> **抽出テキスト**
--- --- ---
図2の最も右側の状態は、4段式ロッキングケリーバ21の全縮長状態(
図1の状態に相当)を示している。この状態を基準として、つまり、ケリードライブ24に直接固定されるアウタケリーバ部材(第4部材)の高さ位置を基準として、
図2の左側に向けて段階的に示すように、隣り合うケリーバ部材同士を外側から順に下方へスライドさせながら、サードケリーバ部材(第3部材)、セカンドケリーバ部材(第2部材)、インナケリーバ部材(第1部材)と露出させて伸ばしたものである。そして、
図2の最も左側の状態は、ロッキングケリーバ21を全伸長させる直前の状態を示している。
【0022】
また、
図2に示される各段階の伸長状態は、ロック可能な上部側及び下部側の2箇所の位置にそれぞれ対応して表され、さらには、該当箇所ごとにロック可能な伸長量の上限位置及び下限位置にそれぞれ対応して表されている。こうしたロッキングケリーバ21の各段同士の相対位置は、バー表示の領域に付与される各種表示色と関連付けられ、制御プログラムを実行する際の参照用テーブルとして表示装置の記憶部に記憶されている。
【0023】
図3は、参照するテーブルを模式的に示している。フィールドの数字は、ロッキングケリーバ21の全体の伸長量(ケリーバ位置)Lを表すもので、それぞれの値が、バー表示の領域を増減させる切替え点となる。そして伸長量Lは、連続する切替え点間の範囲ごとに分割され、これらの範囲と各種表示色との関連付けがなされている。
【0024】
例えば、伸長量L=0mm~2985mmの範囲は、全縮長状態からサードケリーバ部材の下部側ロック位置に向かう状態であるから、ロック不可能な状態である位置に対応したロック不可能伸長量範囲として特定され、赤色Rが関連付けられている。
【0025】
伸長量L=2985mm~3085mmの範囲は、サードケリーバ部材の下部側ロック位置にて、ロック可能な伸長量の上限位置と下限位置との間に到達した状態であるから、ロック可能な状態である位置に対応したロック可能伸長量範囲として特定され、青色Bが関連付けられている。
【0026】
伸長量L=3085mm~3185mmの範囲は、サードケリーバ部材の下部側ロック位置に対して、ロック手段のガイド部でロック可能な状態へと促すことができるから、サードケリーバ部材とアウタケリーバ部材との相対位置の不整合を許容して拡大した許容範囲として特定され、黄色Yが関連付けられている。
【0027】
そして、伸長量L=3185mm~5985mmの範囲は、サードケリーバ部材の上部側ロック位置に向かう状態であるから、ロック不可能な状態である位置に対応したロック不可能伸長量範囲として特定され、赤色Rが関連付けられている。こうして、順次変化する各段同士の相対位置において、ロック不可能伸長量範囲には赤色Rが、ロック可能伸長量範囲には青色Bが、許容範囲には黄色Yが、それぞれ関連付けられている。
--- --- ---
> **提供データ**
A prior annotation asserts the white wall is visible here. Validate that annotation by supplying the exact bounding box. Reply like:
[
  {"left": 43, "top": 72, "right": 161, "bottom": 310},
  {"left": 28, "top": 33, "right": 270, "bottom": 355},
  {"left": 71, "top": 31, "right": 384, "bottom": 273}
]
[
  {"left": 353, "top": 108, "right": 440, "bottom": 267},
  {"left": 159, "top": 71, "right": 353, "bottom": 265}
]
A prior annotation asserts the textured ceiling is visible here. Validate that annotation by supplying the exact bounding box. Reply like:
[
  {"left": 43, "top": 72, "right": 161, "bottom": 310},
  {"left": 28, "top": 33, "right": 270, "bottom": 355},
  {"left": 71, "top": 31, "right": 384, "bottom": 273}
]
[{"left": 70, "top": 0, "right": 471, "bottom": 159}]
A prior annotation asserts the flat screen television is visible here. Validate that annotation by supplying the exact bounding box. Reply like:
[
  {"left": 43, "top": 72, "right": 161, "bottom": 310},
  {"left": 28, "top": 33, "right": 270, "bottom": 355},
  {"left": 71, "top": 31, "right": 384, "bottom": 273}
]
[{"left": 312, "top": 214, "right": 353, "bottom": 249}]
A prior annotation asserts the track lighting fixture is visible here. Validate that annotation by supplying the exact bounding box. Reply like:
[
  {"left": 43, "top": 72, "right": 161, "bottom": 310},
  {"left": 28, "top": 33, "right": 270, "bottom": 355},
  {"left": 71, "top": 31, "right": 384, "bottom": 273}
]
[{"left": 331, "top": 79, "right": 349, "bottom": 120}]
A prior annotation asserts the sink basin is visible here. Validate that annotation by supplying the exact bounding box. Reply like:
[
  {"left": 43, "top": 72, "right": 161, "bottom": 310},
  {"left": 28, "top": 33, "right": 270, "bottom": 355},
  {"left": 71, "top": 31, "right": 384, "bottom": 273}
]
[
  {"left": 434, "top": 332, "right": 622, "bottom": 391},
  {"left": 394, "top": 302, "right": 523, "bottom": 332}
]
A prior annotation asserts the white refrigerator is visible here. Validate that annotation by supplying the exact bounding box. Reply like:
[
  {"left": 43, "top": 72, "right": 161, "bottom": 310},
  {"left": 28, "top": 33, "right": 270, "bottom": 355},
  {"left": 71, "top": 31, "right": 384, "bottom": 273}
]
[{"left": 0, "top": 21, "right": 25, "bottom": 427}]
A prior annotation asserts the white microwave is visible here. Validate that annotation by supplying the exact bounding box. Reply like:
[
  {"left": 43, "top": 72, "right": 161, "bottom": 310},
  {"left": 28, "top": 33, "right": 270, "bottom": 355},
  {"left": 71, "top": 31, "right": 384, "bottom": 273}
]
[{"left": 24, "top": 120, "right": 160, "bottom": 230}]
--- --- ---
> **作業指示**
a - データの行のうち「visible」という文字列を含むものを、一つ残らず返してください。
b - ロッキングケリーバの文章を、最後の文の後から書き継いでください。
ロッキングケリーバの文章とデータの各行は、互いに関係がありません。

> **回答一覧**
a -
A prior annotation asserts the white wall is visible here. Validate that annotation by supplying the exact bounding box. Reply like:
A prior annotation asserts the textured ceiling is visible here. Validate that annotation by supplying the exact bounding box. Reply like:
A prior annotation asserts the flat screen television is visible here. Validate that annotation by supplying the exact bounding box. Reply like:
A prior annotation asserts the track lighting fixture is visible here. Validate that annotation by supplying the exact bounding box. Reply like:
A prior annotation asserts the sink basin is visible here. Validate that annotation by supplying the exact bounding box. Reply like:
A prior annotation asserts the white refrigerator is visible here. Validate that annotation by supplying the exact bounding box. Reply like:
A prior annotation asserts the white microwave is visible here. Validate that annotation by supplying the exact bounding box. Reply like:

b -
【0028】
ここで、ロッキングケリーバ21の伸長量Lは、ケリーロープ22の移動量(巻上・巻下)と、ケリードライブ24の移動量(上昇・下降)との関係で求められることから、これらの検出は、施工管理装置が取得する動作センサ(例えばロータリエンコーダ)からの信号をもらえば済む。そして、ロッキングケリーバ21の全縮長状態を検出する位置センサ(例えば近接スイッチ)を追加して設けるだけで、上述のテーブルを参照した演算処理を行うことが可能である。
【0029】
位置センサは、全縮長状態で吊るしたロッキングケリーバ21をケリードライブ24に装着する際、アウタケリーバ部材が装置本体24aに預けられた瞬間を初期状態(ゼロ)として検出する。そして、表示装置の制御プログラムを実行させて伸長量Lの演算処理が開始される。これと逆に、ケリードライブ24からロッキングケリーバ21を外せば、そのタイミングで演算処理が終了する。
【0030】
演算処理が開始されると、伸長量(ケリーバ位置)Lは、ケリーロープ22の移動量(巻き出し量)L2と、ケリードライブ24の移動量(下降量)L3とに基づいて、L=L2-L3の式から求められる。そして、伸長量Lが得られることで、テーブルを参照して、バー表示の増減の度合いや表示色などの要素が確定される。
【0031】
以下では、ロッキングケリーバ21の伸長動作に従って増加するバー表示の表示態様を、
図4を参照しながら説明する。まず、表示は、バー表示(バー表示ランプ)28と、該バー表示28とは独立して配置された状態表示(状態表示ランプ)29とからなり、全体として、ロッキングケリーバ21の伸縮方向に整合した縦方向に配置されている。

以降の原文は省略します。